* Problem:
Gather each line containing the string "edges" from these entries.

* Records for the exercise:

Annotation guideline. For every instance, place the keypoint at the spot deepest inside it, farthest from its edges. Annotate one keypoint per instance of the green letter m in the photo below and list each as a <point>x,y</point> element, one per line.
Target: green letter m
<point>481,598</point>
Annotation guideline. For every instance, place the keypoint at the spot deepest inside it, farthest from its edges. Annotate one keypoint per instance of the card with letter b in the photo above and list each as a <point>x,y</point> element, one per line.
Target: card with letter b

* Problem solution:
Annotation guideline. For every instance, place the keypoint at the spot deepest inside it, farthest from its edges. Annotate one keypoint per instance of the green letter m in the photo below and list each as a <point>x,y</point> element, one per line.
Annotation guideline. For every instance, place the keypoint at the spot deepest inside it, farthest from its edges. Annotate one keypoint per instance of the card with letter b in the photo above and list each as a <point>x,y</point> element, one per line.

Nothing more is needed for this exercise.